◆ **What is being asked**
Substitute "Starting detection" for each occurrence of "Running detection" in the items below, and write the items out again otherwise unchanged, leaving out the pictures.

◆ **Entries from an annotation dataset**
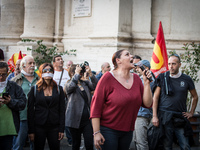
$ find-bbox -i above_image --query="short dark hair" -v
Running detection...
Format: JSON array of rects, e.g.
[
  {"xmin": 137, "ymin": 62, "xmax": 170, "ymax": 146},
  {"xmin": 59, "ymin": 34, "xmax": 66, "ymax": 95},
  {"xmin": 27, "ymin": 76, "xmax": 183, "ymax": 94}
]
[
  {"xmin": 133, "ymin": 55, "xmax": 142, "ymax": 60},
  {"xmin": 0, "ymin": 61, "xmax": 8, "ymax": 72},
  {"xmin": 53, "ymin": 55, "xmax": 62, "ymax": 62},
  {"xmin": 169, "ymin": 53, "xmax": 181, "ymax": 63},
  {"xmin": 112, "ymin": 49, "xmax": 125, "ymax": 69}
]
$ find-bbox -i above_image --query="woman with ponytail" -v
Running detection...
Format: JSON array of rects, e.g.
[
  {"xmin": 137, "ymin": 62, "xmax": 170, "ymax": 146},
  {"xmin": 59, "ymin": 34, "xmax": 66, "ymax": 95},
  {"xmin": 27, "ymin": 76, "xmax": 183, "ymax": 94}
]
[{"xmin": 27, "ymin": 63, "xmax": 65, "ymax": 150}]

◆ **Exercise output**
$ find-bbox -i above_image --query="short dark hair" -v
Starting detection...
Format: JSON array of rects, e.g.
[
  {"xmin": 137, "ymin": 62, "xmax": 170, "ymax": 146},
  {"xmin": 59, "ymin": 34, "xmax": 66, "ymax": 95},
  {"xmin": 27, "ymin": 76, "xmax": 183, "ymax": 94}
]
[
  {"xmin": 133, "ymin": 55, "xmax": 142, "ymax": 60},
  {"xmin": 0, "ymin": 61, "xmax": 8, "ymax": 72},
  {"xmin": 53, "ymin": 55, "xmax": 62, "ymax": 62},
  {"xmin": 169, "ymin": 53, "xmax": 181, "ymax": 63},
  {"xmin": 112, "ymin": 49, "xmax": 125, "ymax": 69}
]
$ find-bbox -i above_image --query="woman with ponytail" -v
Starting detection...
Format: JSON array of rects, e.g.
[
  {"xmin": 137, "ymin": 62, "xmax": 170, "ymax": 146},
  {"xmin": 59, "ymin": 34, "xmax": 66, "ymax": 95},
  {"xmin": 27, "ymin": 76, "xmax": 183, "ymax": 94}
]
[{"xmin": 27, "ymin": 63, "xmax": 65, "ymax": 150}]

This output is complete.